* Given task *
Change "arched opening" to "archway" in the lines of each entry below and give those lines again with nothing else altered. Leave the pictures out of your answer.

* Dataset entries about object locations *

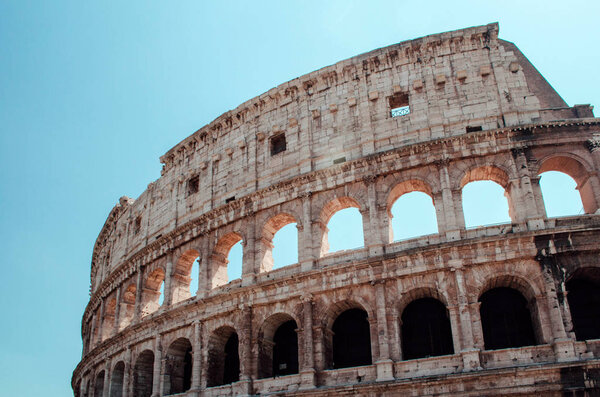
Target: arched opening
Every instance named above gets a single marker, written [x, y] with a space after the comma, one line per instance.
[178, 371]
[583, 295]
[426, 330]
[485, 199]
[278, 347]
[505, 319]
[153, 293]
[227, 259]
[143, 374]
[411, 210]
[108, 324]
[279, 242]
[181, 281]
[484, 203]
[77, 390]
[560, 194]
[127, 306]
[342, 226]
[116, 380]
[99, 384]
[413, 215]
[223, 357]
[351, 342]
[578, 173]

* Exercise answer *
Target: archway
Every instance named above gets a single marker, written [x, y] with a space after the comma, one line per instance.
[178, 371]
[583, 295]
[426, 330]
[485, 199]
[278, 347]
[505, 319]
[153, 293]
[227, 259]
[143, 374]
[411, 210]
[108, 324]
[279, 242]
[181, 281]
[484, 203]
[77, 390]
[560, 194]
[127, 306]
[342, 226]
[116, 380]
[99, 384]
[413, 215]
[223, 357]
[351, 342]
[578, 173]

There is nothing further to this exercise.